> What the task asks
All entries should be output exactly as they stand.

> Records
▼▼▼
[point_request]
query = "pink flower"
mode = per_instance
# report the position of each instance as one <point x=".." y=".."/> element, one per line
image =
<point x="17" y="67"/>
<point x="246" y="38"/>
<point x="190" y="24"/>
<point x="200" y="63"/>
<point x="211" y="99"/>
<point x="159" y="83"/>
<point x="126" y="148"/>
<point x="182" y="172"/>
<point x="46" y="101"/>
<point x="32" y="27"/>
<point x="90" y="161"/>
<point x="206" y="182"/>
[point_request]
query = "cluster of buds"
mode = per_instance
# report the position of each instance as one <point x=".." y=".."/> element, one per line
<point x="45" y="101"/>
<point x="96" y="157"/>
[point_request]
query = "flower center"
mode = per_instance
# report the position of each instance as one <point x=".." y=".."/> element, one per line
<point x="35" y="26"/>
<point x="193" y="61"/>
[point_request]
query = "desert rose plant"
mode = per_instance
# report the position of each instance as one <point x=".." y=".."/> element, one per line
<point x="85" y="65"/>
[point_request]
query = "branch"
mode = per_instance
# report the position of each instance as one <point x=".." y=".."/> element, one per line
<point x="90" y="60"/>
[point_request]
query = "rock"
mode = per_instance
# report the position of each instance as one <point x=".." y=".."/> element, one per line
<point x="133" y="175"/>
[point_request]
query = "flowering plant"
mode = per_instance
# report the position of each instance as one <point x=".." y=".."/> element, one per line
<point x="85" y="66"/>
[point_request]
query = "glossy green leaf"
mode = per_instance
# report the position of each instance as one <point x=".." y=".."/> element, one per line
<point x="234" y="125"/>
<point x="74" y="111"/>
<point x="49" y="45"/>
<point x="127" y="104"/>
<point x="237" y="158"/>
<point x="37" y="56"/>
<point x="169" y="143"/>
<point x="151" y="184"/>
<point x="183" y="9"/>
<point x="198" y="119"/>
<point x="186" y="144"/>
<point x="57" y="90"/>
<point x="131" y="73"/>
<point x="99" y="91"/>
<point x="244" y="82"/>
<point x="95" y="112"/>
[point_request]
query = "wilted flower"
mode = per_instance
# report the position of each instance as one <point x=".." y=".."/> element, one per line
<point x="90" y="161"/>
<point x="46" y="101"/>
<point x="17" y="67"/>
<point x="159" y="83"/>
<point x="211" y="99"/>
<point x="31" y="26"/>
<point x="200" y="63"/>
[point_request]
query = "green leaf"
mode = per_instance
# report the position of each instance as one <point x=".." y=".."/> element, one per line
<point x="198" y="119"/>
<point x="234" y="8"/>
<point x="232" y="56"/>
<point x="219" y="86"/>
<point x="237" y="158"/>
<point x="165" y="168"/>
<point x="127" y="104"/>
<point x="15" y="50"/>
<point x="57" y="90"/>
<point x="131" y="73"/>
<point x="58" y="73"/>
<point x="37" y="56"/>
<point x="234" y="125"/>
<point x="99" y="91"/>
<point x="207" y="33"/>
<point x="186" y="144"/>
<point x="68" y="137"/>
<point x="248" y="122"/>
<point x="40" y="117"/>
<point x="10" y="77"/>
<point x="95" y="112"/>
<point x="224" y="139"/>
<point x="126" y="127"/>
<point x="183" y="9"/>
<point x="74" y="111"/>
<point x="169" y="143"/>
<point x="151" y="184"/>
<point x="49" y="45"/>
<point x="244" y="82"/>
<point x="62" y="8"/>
▲▲▲
> Written solution
[point_request]
query = "pink flower"
mode = per_instance
# report the position of each instance as one <point x=".." y=".."/> element, one per line
image =
<point x="17" y="67"/>
<point x="246" y="38"/>
<point x="190" y="24"/>
<point x="200" y="63"/>
<point x="211" y="99"/>
<point x="159" y="83"/>
<point x="126" y="148"/>
<point x="182" y="172"/>
<point x="46" y="101"/>
<point x="32" y="27"/>
<point x="90" y="161"/>
<point x="206" y="182"/>
[point_request]
query = "cluster of buds"
mode = per_instance
# report the position of each instance as one <point x=".." y=".."/> element, one per line
<point x="45" y="101"/>
<point x="96" y="157"/>
[point_request]
query = "flower center"
mode = per_instance
# report the position of each instance as one <point x=".." y=".."/> element, one per line
<point x="35" y="26"/>
<point x="193" y="61"/>
[point_request]
query = "desert rose plant"
mode = per_instance
# report the position of each instance as one <point x=".." y=".."/> element, one per line
<point x="85" y="65"/>
[point_request]
query = "branch"
mode = per_instance
# report the position of each instance as one <point x=".." y=".."/> element, one per line
<point x="90" y="60"/>
[point_request]
query = "rock"
mode = per_instance
# report the position of each instance as one <point x=".." y=".."/> element, one per line
<point x="133" y="175"/>
[point_request]
query = "flowering plant"
mode = per_instance
# report the position of each instance as one <point x=".." y=".."/> element, one per line
<point x="85" y="66"/>
[point_request]
query = "glossy green leaf"
mode = per_instance
# report the position of each instance as one <point x=".." y=".."/> element, one per line
<point x="234" y="125"/>
<point x="74" y="111"/>
<point x="49" y="45"/>
<point x="127" y="104"/>
<point x="237" y="158"/>
<point x="37" y="56"/>
<point x="169" y="143"/>
<point x="151" y="184"/>
<point x="183" y="9"/>
<point x="198" y="119"/>
<point x="186" y="144"/>
<point x="57" y="90"/>
<point x="131" y="73"/>
<point x="99" y="91"/>
<point x="244" y="82"/>
<point x="95" y="112"/>
[point_request]
query = "wilted flower"
mode = per_instance
# report the position of each instance as one <point x=".." y=".."/> element, one per line
<point x="90" y="161"/>
<point x="46" y="101"/>
<point x="17" y="67"/>
<point x="159" y="83"/>
<point x="211" y="99"/>
<point x="31" y="26"/>
<point x="200" y="63"/>
[point_request]
query = "green leaf"
mode = per_instance
# report the position of each instance as one <point x=".." y=".."/> element, one per line
<point x="198" y="119"/>
<point x="234" y="8"/>
<point x="232" y="56"/>
<point x="219" y="86"/>
<point x="237" y="158"/>
<point x="165" y="168"/>
<point x="127" y="104"/>
<point x="15" y="50"/>
<point x="57" y="90"/>
<point x="131" y="73"/>
<point x="58" y="73"/>
<point x="37" y="56"/>
<point x="234" y="125"/>
<point x="99" y="91"/>
<point x="207" y="33"/>
<point x="186" y="144"/>
<point x="68" y="137"/>
<point x="248" y="122"/>
<point x="40" y="117"/>
<point x="10" y="77"/>
<point x="95" y="112"/>
<point x="224" y="139"/>
<point x="126" y="127"/>
<point x="183" y="9"/>
<point x="74" y="111"/>
<point x="169" y="143"/>
<point x="151" y="184"/>
<point x="49" y="45"/>
<point x="244" y="82"/>
<point x="62" y="8"/>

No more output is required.